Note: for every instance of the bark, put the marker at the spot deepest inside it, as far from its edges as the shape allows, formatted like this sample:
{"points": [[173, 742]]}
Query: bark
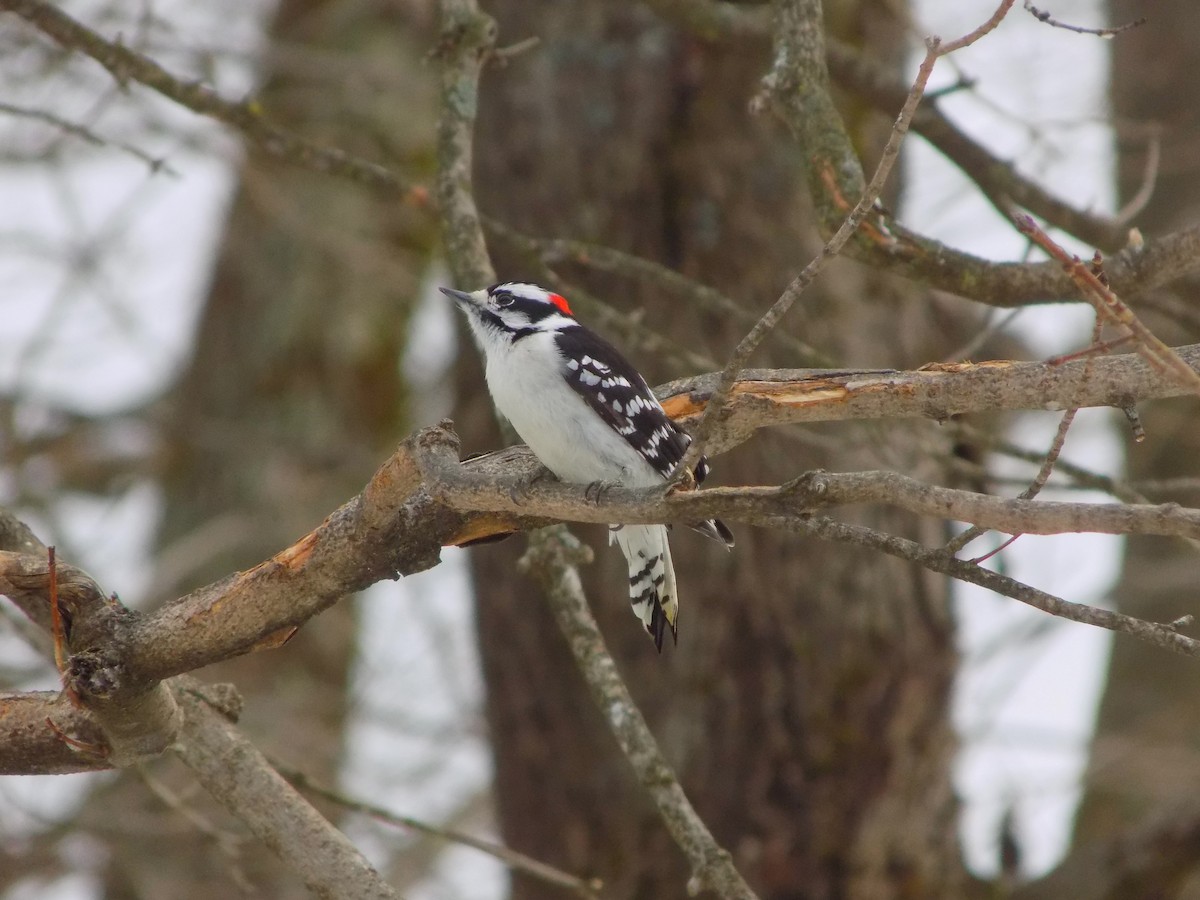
{"points": [[1145, 754], [291, 399], [805, 705]]}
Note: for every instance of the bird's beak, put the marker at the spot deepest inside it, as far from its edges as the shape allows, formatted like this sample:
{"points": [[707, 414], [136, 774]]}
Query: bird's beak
{"points": [[460, 297]]}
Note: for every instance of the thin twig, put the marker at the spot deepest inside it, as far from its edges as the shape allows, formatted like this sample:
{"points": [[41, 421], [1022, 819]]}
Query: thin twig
{"points": [[1158, 634], [1111, 31], [510, 858], [247, 117], [552, 558], [799, 285], [1109, 305]]}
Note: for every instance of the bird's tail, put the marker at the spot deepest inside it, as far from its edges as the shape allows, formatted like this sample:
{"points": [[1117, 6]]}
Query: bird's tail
{"points": [[652, 586]]}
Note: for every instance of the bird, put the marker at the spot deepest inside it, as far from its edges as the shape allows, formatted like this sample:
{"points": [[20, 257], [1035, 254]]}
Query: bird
{"points": [[589, 418]]}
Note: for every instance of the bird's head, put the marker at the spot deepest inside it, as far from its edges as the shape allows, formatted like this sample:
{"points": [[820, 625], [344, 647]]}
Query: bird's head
{"points": [[511, 310]]}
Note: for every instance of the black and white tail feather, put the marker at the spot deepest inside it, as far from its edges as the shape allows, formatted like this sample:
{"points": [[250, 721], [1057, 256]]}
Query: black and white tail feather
{"points": [[588, 417]]}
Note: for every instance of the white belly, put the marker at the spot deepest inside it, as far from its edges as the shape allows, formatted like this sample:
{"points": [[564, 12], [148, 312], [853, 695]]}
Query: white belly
{"points": [[562, 430]]}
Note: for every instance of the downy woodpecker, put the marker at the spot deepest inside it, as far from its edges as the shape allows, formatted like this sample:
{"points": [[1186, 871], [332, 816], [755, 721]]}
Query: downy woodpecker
{"points": [[588, 417]]}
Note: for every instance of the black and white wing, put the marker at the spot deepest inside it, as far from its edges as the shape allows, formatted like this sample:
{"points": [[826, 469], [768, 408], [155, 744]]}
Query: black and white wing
{"points": [[618, 394]]}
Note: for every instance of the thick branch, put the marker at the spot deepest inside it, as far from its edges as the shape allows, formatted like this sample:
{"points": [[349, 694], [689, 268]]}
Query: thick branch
{"points": [[239, 777], [771, 397], [246, 117], [462, 490]]}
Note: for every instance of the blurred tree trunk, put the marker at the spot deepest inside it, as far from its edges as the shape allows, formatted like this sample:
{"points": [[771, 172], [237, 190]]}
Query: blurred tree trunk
{"points": [[291, 400], [1146, 756], [805, 706]]}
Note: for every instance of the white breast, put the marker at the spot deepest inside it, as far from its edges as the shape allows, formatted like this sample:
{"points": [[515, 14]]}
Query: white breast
{"points": [[563, 431]]}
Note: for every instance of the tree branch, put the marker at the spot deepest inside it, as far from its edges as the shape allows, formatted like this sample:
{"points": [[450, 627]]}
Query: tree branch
{"points": [[246, 117]]}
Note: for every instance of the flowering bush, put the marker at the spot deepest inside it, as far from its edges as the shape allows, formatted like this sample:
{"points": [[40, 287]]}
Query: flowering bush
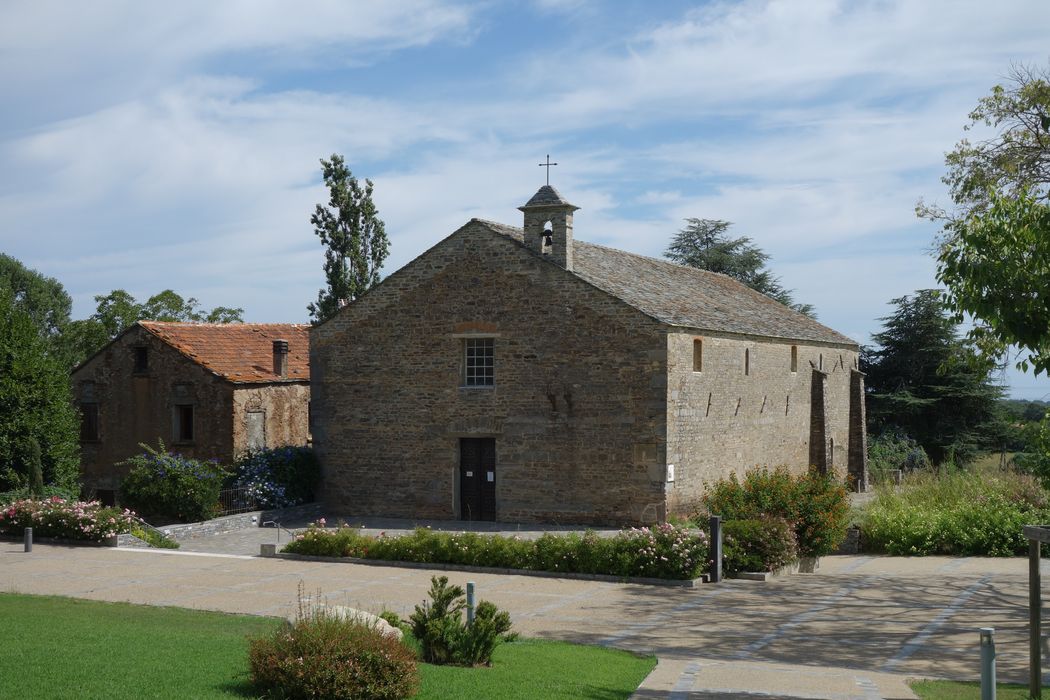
{"points": [[816, 505], [664, 551], [758, 545], [69, 520], [324, 656], [278, 478], [167, 485]]}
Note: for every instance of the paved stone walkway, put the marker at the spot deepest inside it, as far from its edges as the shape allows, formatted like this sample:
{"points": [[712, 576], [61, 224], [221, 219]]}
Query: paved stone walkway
{"points": [[857, 629]]}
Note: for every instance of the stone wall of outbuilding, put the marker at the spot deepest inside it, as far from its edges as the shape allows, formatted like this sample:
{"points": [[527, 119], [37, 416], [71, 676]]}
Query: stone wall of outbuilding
{"points": [[139, 406]]}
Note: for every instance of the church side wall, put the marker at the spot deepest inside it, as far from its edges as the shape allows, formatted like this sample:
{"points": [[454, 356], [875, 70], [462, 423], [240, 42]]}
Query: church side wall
{"points": [[721, 420], [576, 410]]}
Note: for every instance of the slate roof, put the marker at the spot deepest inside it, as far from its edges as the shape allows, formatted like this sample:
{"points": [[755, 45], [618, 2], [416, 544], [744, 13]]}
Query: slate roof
{"points": [[546, 196], [687, 297], [239, 353]]}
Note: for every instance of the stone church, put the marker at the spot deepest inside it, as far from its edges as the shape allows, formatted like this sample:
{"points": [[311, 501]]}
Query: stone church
{"points": [[516, 374]]}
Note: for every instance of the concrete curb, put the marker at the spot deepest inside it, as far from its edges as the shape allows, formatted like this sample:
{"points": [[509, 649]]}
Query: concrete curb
{"points": [[108, 542], [666, 582]]}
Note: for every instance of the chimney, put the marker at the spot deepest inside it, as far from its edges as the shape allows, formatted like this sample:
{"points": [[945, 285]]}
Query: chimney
{"points": [[548, 216], [280, 358]]}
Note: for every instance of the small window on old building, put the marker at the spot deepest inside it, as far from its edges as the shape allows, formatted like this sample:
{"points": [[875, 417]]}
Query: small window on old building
{"points": [[479, 362], [88, 421], [141, 359], [184, 423]]}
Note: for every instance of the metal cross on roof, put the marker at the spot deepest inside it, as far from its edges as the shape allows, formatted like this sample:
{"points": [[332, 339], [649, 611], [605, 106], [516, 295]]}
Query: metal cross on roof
{"points": [[547, 166]]}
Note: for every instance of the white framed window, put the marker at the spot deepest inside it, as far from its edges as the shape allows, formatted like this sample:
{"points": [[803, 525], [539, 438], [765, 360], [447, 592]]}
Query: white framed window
{"points": [[479, 364]]}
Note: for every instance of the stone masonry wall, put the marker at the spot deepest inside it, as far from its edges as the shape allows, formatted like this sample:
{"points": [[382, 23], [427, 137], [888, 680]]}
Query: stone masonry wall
{"points": [[286, 409], [576, 410], [721, 420], [140, 407]]}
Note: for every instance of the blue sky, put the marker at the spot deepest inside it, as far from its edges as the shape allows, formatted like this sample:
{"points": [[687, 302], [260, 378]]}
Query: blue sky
{"points": [[148, 146]]}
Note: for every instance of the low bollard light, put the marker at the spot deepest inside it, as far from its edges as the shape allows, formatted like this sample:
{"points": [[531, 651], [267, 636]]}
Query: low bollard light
{"points": [[987, 663], [714, 559]]}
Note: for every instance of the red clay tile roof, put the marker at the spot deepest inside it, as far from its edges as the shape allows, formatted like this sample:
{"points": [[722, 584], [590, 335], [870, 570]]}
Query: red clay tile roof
{"points": [[240, 353]]}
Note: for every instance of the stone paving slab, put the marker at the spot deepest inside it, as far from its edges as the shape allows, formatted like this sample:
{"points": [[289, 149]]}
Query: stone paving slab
{"points": [[857, 629]]}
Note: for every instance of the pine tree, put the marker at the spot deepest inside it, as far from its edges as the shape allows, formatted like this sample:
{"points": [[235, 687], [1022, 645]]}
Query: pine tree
{"points": [[706, 244], [355, 238], [922, 382]]}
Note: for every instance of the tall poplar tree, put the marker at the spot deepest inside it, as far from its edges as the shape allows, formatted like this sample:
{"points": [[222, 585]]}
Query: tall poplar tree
{"points": [[354, 236]]}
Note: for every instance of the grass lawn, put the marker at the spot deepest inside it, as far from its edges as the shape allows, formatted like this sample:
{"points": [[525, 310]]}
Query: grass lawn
{"points": [[948, 690], [66, 648]]}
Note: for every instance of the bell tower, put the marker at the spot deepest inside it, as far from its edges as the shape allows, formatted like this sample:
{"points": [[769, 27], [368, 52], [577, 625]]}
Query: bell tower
{"points": [[548, 226]]}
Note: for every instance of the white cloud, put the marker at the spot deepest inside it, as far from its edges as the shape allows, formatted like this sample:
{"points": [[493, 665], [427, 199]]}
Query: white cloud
{"points": [[177, 147]]}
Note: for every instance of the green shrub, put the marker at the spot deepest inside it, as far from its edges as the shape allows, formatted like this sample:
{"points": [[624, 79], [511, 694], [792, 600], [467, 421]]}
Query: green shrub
{"points": [[324, 656], [444, 636], [57, 517], [279, 476], [963, 513], [817, 505], [153, 538], [757, 545], [663, 551], [163, 484]]}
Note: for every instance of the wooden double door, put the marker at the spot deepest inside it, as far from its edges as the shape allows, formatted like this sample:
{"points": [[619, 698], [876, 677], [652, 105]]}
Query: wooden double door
{"points": [[478, 479]]}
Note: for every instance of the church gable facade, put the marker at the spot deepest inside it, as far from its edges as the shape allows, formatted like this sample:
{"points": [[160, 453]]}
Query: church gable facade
{"points": [[518, 375]]}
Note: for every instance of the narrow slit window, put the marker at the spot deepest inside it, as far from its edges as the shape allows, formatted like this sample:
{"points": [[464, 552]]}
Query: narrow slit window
{"points": [[141, 359], [88, 422], [479, 365], [184, 423]]}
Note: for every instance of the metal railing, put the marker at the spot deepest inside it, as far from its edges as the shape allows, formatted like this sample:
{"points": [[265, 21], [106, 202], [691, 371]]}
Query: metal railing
{"points": [[236, 501]]}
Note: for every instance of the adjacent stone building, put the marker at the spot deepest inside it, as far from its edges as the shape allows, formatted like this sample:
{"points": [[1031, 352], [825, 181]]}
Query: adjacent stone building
{"points": [[207, 390], [519, 375]]}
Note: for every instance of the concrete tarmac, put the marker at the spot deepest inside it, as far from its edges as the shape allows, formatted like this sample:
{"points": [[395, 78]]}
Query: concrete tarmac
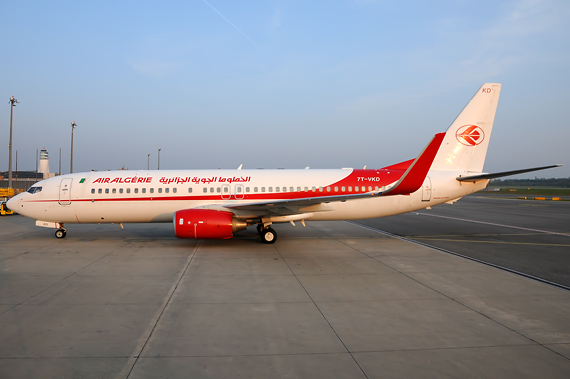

········

▶ Request:
Copy the rows verbatim, beginning with the line that contains "Note: for every instance of the metal railing, put" and continuing through the end of the rows, with both ends included. Omit the pictures from your answer.

▶ Written solution:
Note: for every instance of the metal railing, put the marker at the spot deepest inside it, as far from its edges as the shape allows, formatted like this sample:
{"points": [[265, 21], [106, 202], [691, 371]]}
Query: metal railing
{"points": [[236, 501]]}
Note: for every instance of the adjacent stone building, put the marker at the spot deepest inside it, as far from its edges as the shape allows, formatted like this sample:
{"points": [[1031, 352], [825, 181]]}
Query: adjacent stone building
{"points": [[207, 390], [519, 375]]}
Note: for every instance of the concrete tarmac, put the marker at the spot deepest inside it, as far from its edges as the shape allows, formatted like this sample:
{"points": [[395, 78]]}
Query: concrete tarmac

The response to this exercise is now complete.